Raw records:

★ ★ ★ ★ ★

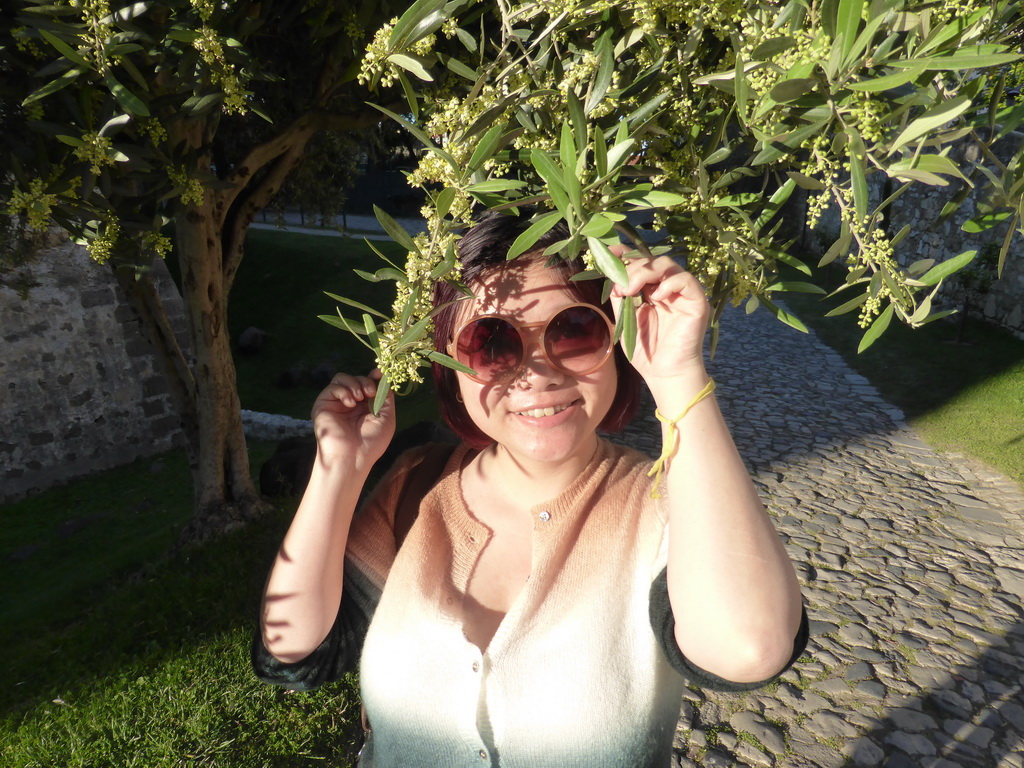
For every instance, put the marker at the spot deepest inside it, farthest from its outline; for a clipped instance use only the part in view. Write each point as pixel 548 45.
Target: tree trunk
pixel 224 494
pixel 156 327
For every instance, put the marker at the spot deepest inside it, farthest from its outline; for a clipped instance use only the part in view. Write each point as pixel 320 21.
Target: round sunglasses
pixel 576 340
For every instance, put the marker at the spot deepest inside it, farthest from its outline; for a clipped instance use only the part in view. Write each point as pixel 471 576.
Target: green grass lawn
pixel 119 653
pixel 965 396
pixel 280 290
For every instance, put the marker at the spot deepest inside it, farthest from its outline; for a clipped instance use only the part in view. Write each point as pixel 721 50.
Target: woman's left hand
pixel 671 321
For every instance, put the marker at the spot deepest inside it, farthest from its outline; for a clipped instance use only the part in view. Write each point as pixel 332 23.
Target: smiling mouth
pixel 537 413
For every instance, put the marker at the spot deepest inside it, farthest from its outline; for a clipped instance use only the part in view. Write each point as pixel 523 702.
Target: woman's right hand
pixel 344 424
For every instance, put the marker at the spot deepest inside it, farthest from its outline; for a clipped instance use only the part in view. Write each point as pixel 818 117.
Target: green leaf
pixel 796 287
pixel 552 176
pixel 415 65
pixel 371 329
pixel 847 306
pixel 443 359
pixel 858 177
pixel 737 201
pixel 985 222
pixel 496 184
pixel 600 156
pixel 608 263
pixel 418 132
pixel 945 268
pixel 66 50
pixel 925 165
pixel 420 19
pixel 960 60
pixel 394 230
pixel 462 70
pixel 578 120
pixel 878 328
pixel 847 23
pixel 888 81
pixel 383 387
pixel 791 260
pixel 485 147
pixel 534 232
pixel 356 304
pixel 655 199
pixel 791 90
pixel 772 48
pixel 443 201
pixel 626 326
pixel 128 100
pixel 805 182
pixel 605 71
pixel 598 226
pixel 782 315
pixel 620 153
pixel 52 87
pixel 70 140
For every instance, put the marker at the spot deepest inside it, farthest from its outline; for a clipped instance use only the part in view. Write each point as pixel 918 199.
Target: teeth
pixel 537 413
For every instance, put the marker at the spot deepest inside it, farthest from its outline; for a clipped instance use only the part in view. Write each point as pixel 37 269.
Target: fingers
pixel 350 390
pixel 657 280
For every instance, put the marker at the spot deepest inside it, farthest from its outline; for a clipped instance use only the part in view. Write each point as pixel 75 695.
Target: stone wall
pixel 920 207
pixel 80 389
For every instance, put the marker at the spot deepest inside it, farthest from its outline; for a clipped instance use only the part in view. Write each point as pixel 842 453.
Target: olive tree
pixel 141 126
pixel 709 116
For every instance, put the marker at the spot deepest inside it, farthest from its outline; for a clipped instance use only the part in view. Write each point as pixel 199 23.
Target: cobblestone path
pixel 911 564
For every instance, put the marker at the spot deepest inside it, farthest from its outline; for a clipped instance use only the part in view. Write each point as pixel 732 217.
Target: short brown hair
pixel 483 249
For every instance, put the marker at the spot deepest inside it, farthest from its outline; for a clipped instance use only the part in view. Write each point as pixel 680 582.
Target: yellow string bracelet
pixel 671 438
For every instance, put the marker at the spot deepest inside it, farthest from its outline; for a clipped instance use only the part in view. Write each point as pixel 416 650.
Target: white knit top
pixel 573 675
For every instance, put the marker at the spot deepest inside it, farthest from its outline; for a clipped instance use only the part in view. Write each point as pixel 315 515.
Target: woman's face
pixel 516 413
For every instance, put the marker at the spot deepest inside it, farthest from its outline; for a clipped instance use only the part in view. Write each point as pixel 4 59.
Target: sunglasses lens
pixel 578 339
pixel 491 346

★ ★ ★ ★ ★

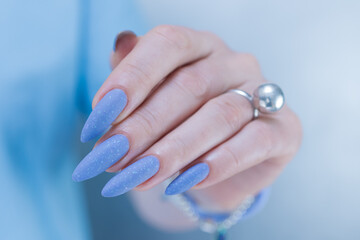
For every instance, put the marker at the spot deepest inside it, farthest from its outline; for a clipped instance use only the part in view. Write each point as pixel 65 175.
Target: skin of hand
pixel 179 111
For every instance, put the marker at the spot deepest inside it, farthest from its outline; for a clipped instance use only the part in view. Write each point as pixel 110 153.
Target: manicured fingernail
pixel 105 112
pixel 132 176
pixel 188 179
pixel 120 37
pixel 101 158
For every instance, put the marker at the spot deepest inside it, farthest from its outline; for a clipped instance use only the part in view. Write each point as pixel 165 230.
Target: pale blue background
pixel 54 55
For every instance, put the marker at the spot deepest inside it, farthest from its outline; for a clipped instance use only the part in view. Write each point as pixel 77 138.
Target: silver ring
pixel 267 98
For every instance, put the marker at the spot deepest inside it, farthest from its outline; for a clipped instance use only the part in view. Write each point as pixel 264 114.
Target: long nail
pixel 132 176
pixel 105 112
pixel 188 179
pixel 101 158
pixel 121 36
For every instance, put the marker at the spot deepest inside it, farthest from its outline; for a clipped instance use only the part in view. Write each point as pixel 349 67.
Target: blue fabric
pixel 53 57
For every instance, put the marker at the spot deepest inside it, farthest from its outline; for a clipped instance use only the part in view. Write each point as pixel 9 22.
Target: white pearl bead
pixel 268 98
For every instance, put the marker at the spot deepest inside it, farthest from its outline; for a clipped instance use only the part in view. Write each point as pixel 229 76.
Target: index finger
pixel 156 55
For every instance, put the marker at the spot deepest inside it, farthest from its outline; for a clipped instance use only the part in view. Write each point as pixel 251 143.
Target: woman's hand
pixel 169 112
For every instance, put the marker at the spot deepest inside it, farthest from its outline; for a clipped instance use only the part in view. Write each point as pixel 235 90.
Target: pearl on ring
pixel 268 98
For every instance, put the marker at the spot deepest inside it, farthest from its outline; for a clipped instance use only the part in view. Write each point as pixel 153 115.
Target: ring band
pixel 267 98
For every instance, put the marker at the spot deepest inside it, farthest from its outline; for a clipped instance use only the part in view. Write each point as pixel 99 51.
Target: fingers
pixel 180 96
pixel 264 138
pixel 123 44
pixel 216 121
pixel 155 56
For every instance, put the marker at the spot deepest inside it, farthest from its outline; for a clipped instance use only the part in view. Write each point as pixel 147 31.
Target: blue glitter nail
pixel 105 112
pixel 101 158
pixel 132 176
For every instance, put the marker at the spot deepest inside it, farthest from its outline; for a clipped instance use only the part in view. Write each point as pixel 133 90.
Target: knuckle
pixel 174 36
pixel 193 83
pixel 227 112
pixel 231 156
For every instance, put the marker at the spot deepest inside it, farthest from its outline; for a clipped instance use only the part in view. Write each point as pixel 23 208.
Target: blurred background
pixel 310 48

★ ★ ★ ★ ★

**Instruction**.
Select and copy every row above that contains the string "sunglasses". Matching is case-sensitive.

**Written reply**.
Target: round sunglasses
Target: sunglasses lens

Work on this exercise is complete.